* [WHAT THE EXERCISE ASKS]: Extract the data exactly, missing nothing.
>>>>>
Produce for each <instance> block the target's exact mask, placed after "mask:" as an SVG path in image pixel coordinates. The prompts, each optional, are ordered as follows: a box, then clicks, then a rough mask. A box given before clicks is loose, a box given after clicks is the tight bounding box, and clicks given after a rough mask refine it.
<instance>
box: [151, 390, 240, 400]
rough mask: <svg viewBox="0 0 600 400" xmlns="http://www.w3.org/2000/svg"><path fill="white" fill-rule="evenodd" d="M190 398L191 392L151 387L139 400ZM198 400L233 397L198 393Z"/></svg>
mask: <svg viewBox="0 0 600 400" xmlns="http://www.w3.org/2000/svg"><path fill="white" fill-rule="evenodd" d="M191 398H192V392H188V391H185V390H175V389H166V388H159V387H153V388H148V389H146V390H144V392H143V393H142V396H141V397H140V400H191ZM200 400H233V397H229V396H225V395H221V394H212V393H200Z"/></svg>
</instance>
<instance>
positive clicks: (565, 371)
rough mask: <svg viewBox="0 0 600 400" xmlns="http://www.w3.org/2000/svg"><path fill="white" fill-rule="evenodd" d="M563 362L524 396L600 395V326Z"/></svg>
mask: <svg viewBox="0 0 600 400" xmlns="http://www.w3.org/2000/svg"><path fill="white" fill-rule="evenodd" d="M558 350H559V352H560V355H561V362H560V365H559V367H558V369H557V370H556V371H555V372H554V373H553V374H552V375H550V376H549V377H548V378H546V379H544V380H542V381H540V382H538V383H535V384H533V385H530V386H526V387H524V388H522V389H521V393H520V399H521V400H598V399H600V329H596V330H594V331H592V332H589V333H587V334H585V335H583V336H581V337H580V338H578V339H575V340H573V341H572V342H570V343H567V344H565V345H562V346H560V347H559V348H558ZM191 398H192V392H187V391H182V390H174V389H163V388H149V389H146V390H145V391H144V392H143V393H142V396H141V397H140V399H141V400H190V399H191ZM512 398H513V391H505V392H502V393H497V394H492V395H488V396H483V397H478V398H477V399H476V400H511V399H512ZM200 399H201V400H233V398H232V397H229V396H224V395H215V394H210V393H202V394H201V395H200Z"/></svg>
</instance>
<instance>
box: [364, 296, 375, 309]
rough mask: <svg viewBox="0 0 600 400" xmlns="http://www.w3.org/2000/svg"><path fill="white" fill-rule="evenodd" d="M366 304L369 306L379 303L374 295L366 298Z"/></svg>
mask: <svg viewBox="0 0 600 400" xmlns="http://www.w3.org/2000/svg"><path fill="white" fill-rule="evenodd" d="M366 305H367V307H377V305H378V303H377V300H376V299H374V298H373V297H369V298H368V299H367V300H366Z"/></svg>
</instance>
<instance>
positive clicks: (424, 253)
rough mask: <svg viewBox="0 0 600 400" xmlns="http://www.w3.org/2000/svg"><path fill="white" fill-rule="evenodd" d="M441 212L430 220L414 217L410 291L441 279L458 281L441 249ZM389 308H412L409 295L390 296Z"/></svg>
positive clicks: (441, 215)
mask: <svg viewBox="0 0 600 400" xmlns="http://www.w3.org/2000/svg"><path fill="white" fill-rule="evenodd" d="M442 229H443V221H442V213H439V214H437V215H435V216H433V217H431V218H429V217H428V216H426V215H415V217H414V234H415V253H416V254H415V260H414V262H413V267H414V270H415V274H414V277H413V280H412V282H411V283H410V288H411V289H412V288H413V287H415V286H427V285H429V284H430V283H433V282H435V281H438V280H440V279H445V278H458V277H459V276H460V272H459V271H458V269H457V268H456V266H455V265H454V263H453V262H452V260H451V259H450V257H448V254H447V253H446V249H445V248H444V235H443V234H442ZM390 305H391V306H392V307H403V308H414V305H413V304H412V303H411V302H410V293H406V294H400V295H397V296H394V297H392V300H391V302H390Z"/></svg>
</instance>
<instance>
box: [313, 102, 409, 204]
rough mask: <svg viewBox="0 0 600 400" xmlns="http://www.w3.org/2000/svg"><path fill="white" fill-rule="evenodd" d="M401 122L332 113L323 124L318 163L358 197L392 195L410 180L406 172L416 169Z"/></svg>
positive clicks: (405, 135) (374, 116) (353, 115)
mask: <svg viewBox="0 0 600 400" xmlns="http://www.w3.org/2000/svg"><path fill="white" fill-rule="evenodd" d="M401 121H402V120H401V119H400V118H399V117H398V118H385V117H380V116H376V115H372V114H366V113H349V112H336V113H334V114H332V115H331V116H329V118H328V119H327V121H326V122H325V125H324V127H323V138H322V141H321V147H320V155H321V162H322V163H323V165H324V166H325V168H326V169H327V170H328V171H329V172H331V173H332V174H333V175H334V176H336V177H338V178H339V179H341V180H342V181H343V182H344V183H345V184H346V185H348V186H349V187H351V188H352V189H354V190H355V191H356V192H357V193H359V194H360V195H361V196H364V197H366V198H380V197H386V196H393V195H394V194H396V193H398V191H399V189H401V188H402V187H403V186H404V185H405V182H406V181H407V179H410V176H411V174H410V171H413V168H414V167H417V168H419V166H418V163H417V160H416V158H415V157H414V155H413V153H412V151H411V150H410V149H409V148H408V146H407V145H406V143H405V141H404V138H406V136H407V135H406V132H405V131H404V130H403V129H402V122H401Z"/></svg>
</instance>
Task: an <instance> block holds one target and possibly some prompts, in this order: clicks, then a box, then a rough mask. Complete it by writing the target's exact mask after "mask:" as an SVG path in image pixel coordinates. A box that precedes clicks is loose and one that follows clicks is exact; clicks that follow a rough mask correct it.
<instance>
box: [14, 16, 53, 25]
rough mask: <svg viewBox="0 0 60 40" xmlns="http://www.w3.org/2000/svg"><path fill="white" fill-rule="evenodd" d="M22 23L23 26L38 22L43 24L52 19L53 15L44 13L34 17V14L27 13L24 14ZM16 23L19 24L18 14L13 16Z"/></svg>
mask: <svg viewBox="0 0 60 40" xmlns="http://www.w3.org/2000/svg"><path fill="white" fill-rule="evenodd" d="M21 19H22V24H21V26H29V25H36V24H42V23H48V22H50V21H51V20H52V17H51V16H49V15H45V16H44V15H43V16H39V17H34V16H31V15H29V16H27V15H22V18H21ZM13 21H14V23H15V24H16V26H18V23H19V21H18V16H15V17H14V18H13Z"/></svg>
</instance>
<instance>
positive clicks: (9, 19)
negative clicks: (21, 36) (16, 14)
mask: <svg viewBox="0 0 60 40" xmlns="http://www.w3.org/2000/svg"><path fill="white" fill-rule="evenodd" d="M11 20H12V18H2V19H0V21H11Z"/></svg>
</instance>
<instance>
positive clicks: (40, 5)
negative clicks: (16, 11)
<<<<<
* [SOLUTION FOR THIS PROBLEM]:
Produce for each <instance> block the target's exact mask, placed after "mask:" as an SVG path in image pixel coordinates. The prompts, each optional, are ordered as follows: a box, then clicks, then a rough mask. A box given before clicks is loose, a box given after clicks is the tight bounding box, and clicks given after a rough mask refine it.
<instance>
box: [151, 390, 240, 400]
rough mask: <svg viewBox="0 0 600 400" xmlns="http://www.w3.org/2000/svg"><path fill="white" fill-rule="evenodd" d="M190 398L191 392L151 387L139 400ZM198 400L233 397L198 393Z"/></svg>
mask: <svg viewBox="0 0 600 400" xmlns="http://www.w3.org/2000/svg"><path fill="white" fill-rule="evenodd" d="M191 398H192V392H188V391H185V390H175V389H166V388H159V387H153V388H148V389H146V390H144V392H143V393H142V396H141V397H140V400H191ZM200 400H233V397H229V396H225V395H221V394H212V393H200Z"/></svg>
</instance>
<instance>
positive clicks: (565, 371)
rough mask: <svg viewBox="0 0 600 400" xmlns="http://www.w3.org/2000/svg"><path fill="white" fill-rule="evenodd" d="M563 362L524 396L600 395V326Z"/></svg>
mask: <svg viewBox="0 0 600 400" xmlns="http://www.w3.org/2000/svg"><path fill="white" fill-rule="evenodd" d="M558 350H559V352H560V355H561V362H560V365H559V367H558V369H557V370H556V371H555V372H554V373H553V374H552V375H550V376H549V377H548V378H546V379H544V380H542V381H540V382H538V383H535V384H533V385H530V386H526V387H524V388H522V389H521V393H520V399H521V400H598V399H600V329H596V330H594V331H592V332H589V333H587V334H585V335H583V336H581V337H580V338H578V339H575V340H573V341H572V342H570V343H567V344H565V345H562V346H560V347H559V348H558ZM191 398H192V392H187V391H182V390H174V389H163V388H149V389H146V390H145V391H144V392H143V393H142V396H141V397H140V399H141V400H190V399H191ZM512 398H513V391H505V392H502V393H497V394H492V395H488V396H483V397H478V398H477V399H476V400H511V399H512ZM200 399H201V400H233V398H232V397H229V396H224V395H215V394H210V393H202V394H201V395H200Z"/></svg>
</instance>
<instance>
box: [364, 296, 375, 309]
rough mask: <svg viewBox="0 0 600 400" xmlns="http://www.w3.org/2000/svg"><path fill="white" fill-rule="evenodd" d="M366 304L369 306L379 303L374 295L366 298Z"/></svg>
mask: <svg viewBox="0 0 600 400" xmlns="http://www.w3.org/2000/svg"><path fill="white" fill-rule="evenodd" d="M366 305H367V307H377V305H378V303H377V300H376V299H374V298H373V297H369V298H368V299H367V300H366Z"/></svg>
</instance>
<instance>
positive clicks: (424, 253)
rough mask: <svg viewBox="0 0 600 400" xmlns="http://www.w3.org/2000/svg"><path fill="white" fill-rule="evenodd" d="M441 212L430 220L414 217L410 291L441 279L458 281L441 249ZM389 308H412L409 295L390 296Z"/></svg>
positive clicks: (441, 215)
mask: <svg viewBox="0 0 600 400" xmlns="http://www.w3.org/2000/svg"><path fill="white" fill-rule="evenodd" d="M442 229H443V221H442V213H439V214H437V215H435V216H433V217H431V218H429V217H428V216H426V215H415V217H414V234H415V253H416V254H415V260H414V262H413V267H414V270H415V274H414V277H413V280H412V282H411V283H410V288H411V289H412V288H413V287H415V286H427V285H429V284H430V283H433V282H435V281H438V280H440V279H445V278H458V277H459V276H460V272H459V271H458V269H457V268H456V266H455V265H454V263H453V262H452V260H451V259H450V257H448V254H447V253H446V249H445V248H444V235H443V234H442ZM390 305H391V306H392V307H403V308H414V305H413V304H412V303H411V302H410V293H406V294H400V295H397V296H394V297H392V300H391V302H390Z"/></svg>
</instance>
<instance>
box: [313, 102, 409, 204]
rough mask: <svg viewBox="0 0 600 400" xmlns="http://www.w3.org/2000/svg"><path fill="white" fill-rule="evenodd" d="M401 122L332 113L323 124L318 163L358 197L392 195L410 180L406 172L416 169Z"/></svg>
positive clicks: (405, 135) (374, 116) (353, 115)
mask: <svg viewBox="0 0 600 400" xmlns="http://www.w3.org/2000/svg"><path fill="white" fill-rule="evenodd" d="M401 121H402V120H401V119H400V118H399V117H398V118H385V117H380V116H376V115H372V114H366V113H349V112H336V113H334V114H332V115H331V116H329V118H328V119H327V121H326V122H325V125H324V127H323V138H322V141H321V147H320V155H321V162H322V163H323V165H324V166H325V168H326V169H327V170H328V171H329V172H331V173H332V174H333V175H334V176H336V177H338V178H339V179H341V180H342V181H343V182H344V183H345V184H346V185H348V186H349V187H351V188H352V189H354V190H355V191H356V192H357V193H359V194H360V195H361V196H364V197H366V198H380V197H386V196H393V195H394V194H396V193H398V191H399V189H401V188H402V187H403V186H404V185H405V182H406V181H407V179H410V176H411V174H410V171H413V168H414V167H417V168H419V166H418V163H417V160H416V158H415V157H414V155H413V153H412V151H411V150H410V149H409V148H408V146H407V145H406V143H405V141H404V138H406V136H407V135H406V132H405V131H404V130H403V129H402V122H401Z"/></svg>
</instance>
Task: an <instance> block holds one target and possibly some prompts, in this order: clicks, then a box, then a rough mask. Complete it by writing the target's exact mask after "mask:" as an SVG path in image pixel coordinates. A box that precedes clicks is loose and one that follows clicks is exact; clicks that follow a rough mask correct it.
<instance>
box: [14, 16, 53, 25]
rough mask: <svg viewBox="0 0 60 40" xmlns="http://www.w3.org/2000/svg"><path fill="white" fill-rule="evenodd" d="M22 23L23 26L38 22L43 24L52 19L53 15L44 13L34 17V14L27 13L24 14ZM16 23L19 24L18 14L13 16Z"/></svg>
mask: <svg viewBox="0 0 60 40" xmlns="http://www.w3.org/2000/svg"><path fill="white" fill-rule="evenodd" d="M21 19H22V24H21V26H29V25H36V24H42V23H48V22H50V21H51V20H52V17H51V16H49V15H45V16H44V15H43V16H39V17H34V16H31V15H29V16H27V15H22V18H21ZM13 21H14V23H15V24H16V26H18V23H19V21H18V16H15V17H14V18H13Z"/></svg>
</instance>
<instance>
positive clicks: (9, 19)
negative clicks: (21, 36) (16, 14)
mask: <svg viewBox="0 0 60 40" xmlns="http://www.w3.org/2000/svg"><path fill="white" fill-rule="evenodd" d="M11 20H12V18H2V19H0V21H11Z"/></svg>
</instance>
<instance>
positive clicks: (40, 5)
negative clicks: (16, 11)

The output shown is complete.